The record indicates that Justice was allowed a fee of $32,502.60. While the trial court did not explicitly set forth factual reasons for denying any additional fee, the video record of the final hearing clearly indicates the trial court's thoughts that this Estate should have been settled and closed long ago. We cannot help but also note that the two appeals in this matter were instigated by Justice in attempts 1) to uphold the terms of a codicil which would have largely excluded his sisters, Adkins and Stevens, from sharing a large portion of the decedent's estate; and 2) to recognize Justice's interpretation of the will which would have excluded Stevens from sharing the decedent's real estate. In other words, the appeals were undertaken for the benefit of Justice, which stands in contrast to the efforts of a disinterested fiduciary seeking an interpretation of a will. In light of the antagonistic positions that Justice, as executor, took to the interests of the other beneficiaries of the estate and the delay that was entailed by Justice's two prior appeals in this case in which he sought the aggrandizement of his share of the Estate, we are unable to say that the trial court's denial of any additional fee to Justice was an abuse of discretion. In fact, under the circumstances, we believe the trial court's permitting Justice a fee of slightly more than 3% of personal assets received and collected was generous.

$32,502.60 ÷ ($612,994.07 + $403,689.72) = 3.1969%.

B. Attorneys' Fees.

The record reveals that Justice was permitted to pay attorneys' fees in the amount of $28,500 by Order entered December 23, 2008, $5,650 by Order entered September 8, 2009, and $3,553.55 by Order entered April 11, 2013. Justice's motions for additional attorneys' fees for services from August 14, 2009 through February 23, 2011 in the total amount of $9,623 and from February 25, 2011 to May 15, 2014 in the total amount of $6,562.50 were denied. Only the denial of the latter motion is the subject of this appeal.

This latter amount apparently represented a contingent fee for 33?% of the amount recovered in separate litigation.

As a general rule, fiduciaries are entitled to employ attorneys in the settlement of a probate estate and to pay them reasonable fees for their services. KRS 395.195(18). The trial court in which the administration proceeds, however, must make the determination that the fees are reasonable. White v. White, 883 S.W.2d 502, 506 (Ky. App. 1994). Furthermore, and while attorneys' fees in connection with estate litigation do not necessarily require a showing of benefit to an estate,

where no benefit is shown either to the estate or the other beneficiaries no such allowance should be made unless there appears some good reason for the filing of the suit. We think such a rule will protect estates from unnecessary and fruitless litigation and at the same time prevent unreasonable delay on the part of fiduciaries in the final distribution and settlement of estates.
Id. (quoting Johnson v. Ducobu, 258 S.W.2d 509, 510 (Ky. 1953)).

(Region annotation entries)
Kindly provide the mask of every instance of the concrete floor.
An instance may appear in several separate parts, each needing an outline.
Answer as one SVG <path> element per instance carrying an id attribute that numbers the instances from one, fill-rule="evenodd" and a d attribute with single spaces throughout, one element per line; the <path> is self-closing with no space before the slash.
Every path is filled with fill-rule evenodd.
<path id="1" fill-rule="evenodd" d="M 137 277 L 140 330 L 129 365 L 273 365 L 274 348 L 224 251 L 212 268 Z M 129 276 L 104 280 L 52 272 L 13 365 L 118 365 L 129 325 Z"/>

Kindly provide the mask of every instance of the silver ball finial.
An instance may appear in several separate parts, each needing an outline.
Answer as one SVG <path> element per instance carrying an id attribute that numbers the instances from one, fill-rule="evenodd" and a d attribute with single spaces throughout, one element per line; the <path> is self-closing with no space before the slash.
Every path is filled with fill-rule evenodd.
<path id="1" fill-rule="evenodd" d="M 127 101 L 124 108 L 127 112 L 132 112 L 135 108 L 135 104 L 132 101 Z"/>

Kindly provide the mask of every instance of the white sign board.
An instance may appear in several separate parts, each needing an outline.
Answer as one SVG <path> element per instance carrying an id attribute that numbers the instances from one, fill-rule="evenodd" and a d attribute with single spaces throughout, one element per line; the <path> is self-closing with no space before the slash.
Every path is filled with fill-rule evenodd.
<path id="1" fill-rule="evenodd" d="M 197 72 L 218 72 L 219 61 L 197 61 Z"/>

> [Direction 1]:
Format the records from the line with "Kindly provide the mask of every instance of the silver" to the line with "127 101 L 124" as a Markdown table with the columns "Row" and "Entry", skipping blank lines.
> [Direction 2]:
Resume the court opinion on the estate's executor and attorneys' fees, picking up after its final sentence.
The text and the records have no connection to each other.

> [Final answer 1]:
| Row | Entry |
|---|---|
| 1 | Kindly provide the mask of every instance of the silver ball finial. |
| 2 | An instance may appear in several separate parts, each needing an outline. |
| 3 | Answer as one SVG <path> element per instance carrying an id attribute that numbers the instances from one, fill-rule="evenodd" and a d attribute with single spaces throughout, one element per line; the <path> is self-closing with no space before the slash. |
| 4 | Every path is filled with fill-rule evenodd. |
| 5 | <path id="1" fill-rule="evenodd" d="M 127 101 L 124 108 L 127 112 L 132 112 L 135 108 L 135 104 L 132 101 Z"/> |

> [Final answer 2]:
Additionally, case authority exists that attorneys' fees incurred on behalf of a fiduciary in advancing his or her personal interest, as opposed to that of the estate as a whole, should not be charged to the estate. See, e.g., Shields v. Shields, 190 Ky. 109, 226 S.W. 392, 393 (1920) (stating that beneficiaries, "who to protect their interests under the will were required to employ and pay their own counsel by reason of the hostile and unwarranted attitude of the executor, [should not] be required to pay any part of his attorney's fee in this action[]"); Goddard's Ex'x v. Goddard, 164 Ky. 41, 42-43, 174 S.W. 743, 743 (1915) (holding trial court erred in allowing executrix attorney fees, where the suit ostensibly for a construction of the will was in fact for the purpose of enforcing a claim asserted on her own behalf against the other beneficiaries); Wakefield v. Gilleland's Adm'r, 13 Ky. Law Rep. 845, 18 S.W. 768, 770 (1892) (trial court erred in allowing attorney's fee to administrator, stating "[i]f an administrator is allowed attorney's fees and costs for prosecuting or defending his own personal interest as an heir at the expense of the estate he represents, it is an invitation to him to litigate, as it costs him nothing[]").

Much as Justice is not entitled to additional compensation for services as fiduciary, we are unable to say, based on the length of time that this estate has been open and the litigation undertaken by and on behalf of Justice to advance his personal interest to the exclusion of that of the other beneficiaries, that the trial court abused its discretion in denying additional attorney fees to be charged to the Estate.

C. Additional Issues.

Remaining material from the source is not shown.